>> start Text provided

Exemption Orders (Discretionary)

THE ZONE ENTERTAINMENT GROUP INC.


2001 BCSECCOM 520


Headnote

Mutual Reliance Review System for Exemptive Relief Applications – an extension of one month to file and mail annual audited financials due to a significant uncertainty that could affect the presentation of the financials on a going concern basis.

Applicable British Columbia Provisions

Securities Act, R.S.B.C. 1996, c. 418, s. 91(1)(b)
Securities Rules, B.C. Reg. 194/97, s. 145

IN THE MATTER OF THE SECURITIES LEGISLATION OF BRITISH COLUMBIA AND ALBERTA

AND

IN THE MATTER OF THE MUTUAL RELIANCE REVIEW SYSTEM FOR EXEMPTIVE RELIEF APPLICATIONS

AND

IN THE MATTER OF THE ZONE ENTERTAINMENT GROUP INC.

>> end Text provided
>> start Information shown

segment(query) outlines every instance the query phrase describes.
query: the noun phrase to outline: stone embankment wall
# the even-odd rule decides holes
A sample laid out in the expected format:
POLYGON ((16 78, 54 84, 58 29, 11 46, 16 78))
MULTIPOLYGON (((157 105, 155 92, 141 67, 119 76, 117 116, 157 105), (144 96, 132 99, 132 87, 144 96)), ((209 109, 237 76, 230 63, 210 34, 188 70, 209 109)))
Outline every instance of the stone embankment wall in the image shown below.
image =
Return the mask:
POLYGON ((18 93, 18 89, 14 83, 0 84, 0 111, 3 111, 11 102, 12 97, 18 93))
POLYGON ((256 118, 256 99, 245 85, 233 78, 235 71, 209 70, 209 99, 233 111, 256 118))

>> end Information shown

• _Requirements_
**A.** Answer these questions using the exemption order:
(i) How long an extension does the headnote describe?
(ii) Which section of the Securities Rules is listed among the applicable British Columbia provisions?
(iii) The securities legislation of which two provinces is named?
**B.** Present every line of the stored entries as a Markdown table with the columns Row and Line, leaving out any blank lines.

• _Responses to the exercise_
**A.**
(i) One month, to file and mail annual audited financials.
(ii) Section 145 (B.C. Reg. 194/97, s. 145).
(iii) British Columbia and Alberta.

**B.**
| Row | Line |
|---|---|
| 1 | segment(query) outlines every instance the query phrase describes. |
| 2 | query: the noun phrase to outline: stone embankment wall |
| 3 | # the even-odd rule decides holes |
| 4 | A sample laid out in the expected format: |
| 5 | POLYGON ((16 78, 54 84, 58 29, 11 46, 16 78)) |
| 6 | MULTIPOLYGON (((157 105, 155 92, 141 67, 119 76, 117 116, 157 105), (144 96, 132 99, 132 87, 144 96)), ((209 109, 237 76, 230 63, 210 34, 188 70, 209 109))) |
| 7 | Outline every instance of the stone embankment wall in the image shown below. |
| 8 | image = |
| 9 | Return the mask: |
| 10 | POLYGON ((18 93, 18 89, 14 83, 0 84, 0 111, 3 111, 11 102, 12 97, 18 93)) |
| 11 | POLYGON ((256 118, 256 99, 245 85, 233 78, 235 71, 209 70, 209 99, 233 111, 256 118)) |